PROBLEMS TO WORK ON ::
1. List the groups of people that the passage on assistive technology names as most needing it.
2. From the passage on assistive technology, transcribe the stretch from "Assistive technology can enable" through "products for low-vision." word for word.
-- DOCUMENT SEGMENT follows --
Assistive technology enables people to live healthy, productive, independent, and dignified lives, and to participate in education, the labour market and civic life.

 


Assistive technology reduces the need for formal health and support services, long-term care and the work of caregivers. Without assistive technology, people are often excluded, isolated, and locked into poverty, thereby increasing the impact of disease and disability on a person, their family and society. Today, only 1 in 10 people in need has access to assistive technology due to high costs and lack of awareness, availability, trained personnel, policy, and financing.

People who most need assistive technology include: people with disabilities, older people, people with noncommunicable diseases such as diabetes and stroke, people with mental health conditions including dementia and autism and people with gradual functional decline. Assistive technology can have a positive impact on the health and well-being of a person and their family, as well as broader socioeconomic benefits.

Proper use of hearing aids by young children leads to improved language skills, without which a person with hearing loss has severely limited opportunities for education and employment. Manual wheelchairs increase access to education and employment while reducing healthcare costs due to a reduction in the risk of pressure sores and contractures.

Assistive technology can enable older people to continue to live at home and delay or prevent the need for long-term care. Therapeutic footwear for diabetes reduces the incidence of foot ulcers, preventing lower limb amputations and the associated burden on health systems. Across the globe, many people who need assistive technology do not have access to it. Examples of the unmet global need for assistive technology include: 200 million people with low vision who do not have access to assistive products for low-vision.

Seventy five million people who need a wheelchair and only 5 to 15 per cent of those in need who have access to one. 466 million people globally experience hearing loss. Hearing aid production currently meets less than 10 per cent of the global need.
-- DOCUMENT SEGMENT concluded --
-- DATA PROVIDED follows --
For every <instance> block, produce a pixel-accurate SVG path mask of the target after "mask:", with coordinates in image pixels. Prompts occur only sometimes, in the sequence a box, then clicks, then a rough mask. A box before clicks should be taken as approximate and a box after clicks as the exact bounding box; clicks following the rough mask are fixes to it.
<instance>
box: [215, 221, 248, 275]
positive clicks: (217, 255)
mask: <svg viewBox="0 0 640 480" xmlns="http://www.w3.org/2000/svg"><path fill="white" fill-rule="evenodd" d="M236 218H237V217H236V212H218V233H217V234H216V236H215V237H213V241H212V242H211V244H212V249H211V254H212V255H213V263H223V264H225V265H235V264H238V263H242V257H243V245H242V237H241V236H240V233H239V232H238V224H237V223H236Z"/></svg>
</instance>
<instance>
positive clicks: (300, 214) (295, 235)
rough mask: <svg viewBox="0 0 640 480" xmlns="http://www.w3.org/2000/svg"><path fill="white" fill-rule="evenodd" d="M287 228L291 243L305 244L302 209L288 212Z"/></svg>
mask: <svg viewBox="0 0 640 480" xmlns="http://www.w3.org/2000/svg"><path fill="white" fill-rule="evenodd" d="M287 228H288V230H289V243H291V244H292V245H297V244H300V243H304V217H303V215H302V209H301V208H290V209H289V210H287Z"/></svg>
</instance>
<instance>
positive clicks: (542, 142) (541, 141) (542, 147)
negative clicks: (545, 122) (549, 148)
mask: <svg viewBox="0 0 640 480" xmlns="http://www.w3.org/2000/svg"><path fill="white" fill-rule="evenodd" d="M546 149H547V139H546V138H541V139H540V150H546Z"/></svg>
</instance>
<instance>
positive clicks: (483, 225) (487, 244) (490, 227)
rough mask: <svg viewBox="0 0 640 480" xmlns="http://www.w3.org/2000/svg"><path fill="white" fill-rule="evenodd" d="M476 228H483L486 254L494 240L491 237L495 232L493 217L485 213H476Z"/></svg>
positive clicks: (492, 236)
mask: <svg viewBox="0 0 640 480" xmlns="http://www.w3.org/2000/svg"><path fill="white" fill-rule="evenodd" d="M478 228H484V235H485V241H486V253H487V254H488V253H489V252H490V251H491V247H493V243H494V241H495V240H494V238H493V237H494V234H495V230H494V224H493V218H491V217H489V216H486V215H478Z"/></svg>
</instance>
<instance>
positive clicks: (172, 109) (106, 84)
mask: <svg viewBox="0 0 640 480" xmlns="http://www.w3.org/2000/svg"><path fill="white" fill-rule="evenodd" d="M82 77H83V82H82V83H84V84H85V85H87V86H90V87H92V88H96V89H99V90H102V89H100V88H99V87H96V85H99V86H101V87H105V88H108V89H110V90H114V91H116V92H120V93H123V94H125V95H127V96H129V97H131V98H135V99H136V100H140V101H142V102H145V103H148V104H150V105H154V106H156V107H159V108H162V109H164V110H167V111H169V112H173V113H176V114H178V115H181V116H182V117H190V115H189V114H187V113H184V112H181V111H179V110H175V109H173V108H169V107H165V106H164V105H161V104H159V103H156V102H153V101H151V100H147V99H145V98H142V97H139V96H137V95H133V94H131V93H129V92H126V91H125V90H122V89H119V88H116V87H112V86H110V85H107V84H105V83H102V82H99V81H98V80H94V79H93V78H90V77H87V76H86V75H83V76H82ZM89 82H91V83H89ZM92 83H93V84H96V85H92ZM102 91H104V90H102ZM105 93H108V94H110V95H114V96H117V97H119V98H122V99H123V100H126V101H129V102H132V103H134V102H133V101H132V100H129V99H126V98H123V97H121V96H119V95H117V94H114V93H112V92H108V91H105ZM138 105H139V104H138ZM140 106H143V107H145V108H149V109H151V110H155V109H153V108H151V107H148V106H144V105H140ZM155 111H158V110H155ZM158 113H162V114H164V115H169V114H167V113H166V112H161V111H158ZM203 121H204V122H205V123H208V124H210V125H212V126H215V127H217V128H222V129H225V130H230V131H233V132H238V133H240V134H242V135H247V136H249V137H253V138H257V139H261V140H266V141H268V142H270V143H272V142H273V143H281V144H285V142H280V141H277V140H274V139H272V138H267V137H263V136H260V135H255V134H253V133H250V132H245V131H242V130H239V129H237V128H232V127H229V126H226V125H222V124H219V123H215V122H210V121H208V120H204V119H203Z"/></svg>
-- DATA PROVIDED concluded --
ANSWERS GIVEN ::
1.
- People with disabilities
- Older people
- People with noncommunicable diseases such as diabetes and stroke
- People with mental health conditions including dementia and autism
- People with gradual functional decline

2.
Assistive technology can enable older people to continue to live at home and delay or prevent the need for long-term care. Therapeutic footwear for diabetes reduces the incidence of foot ulcers, preventing lower limb amputations and the associated burden on health systems. Across the globe, many people who need assistive technology do not have access to it. Examples of the unmet global need for assistive technology include: 200 million people with low vision who do not have access to assistive products for low-vision.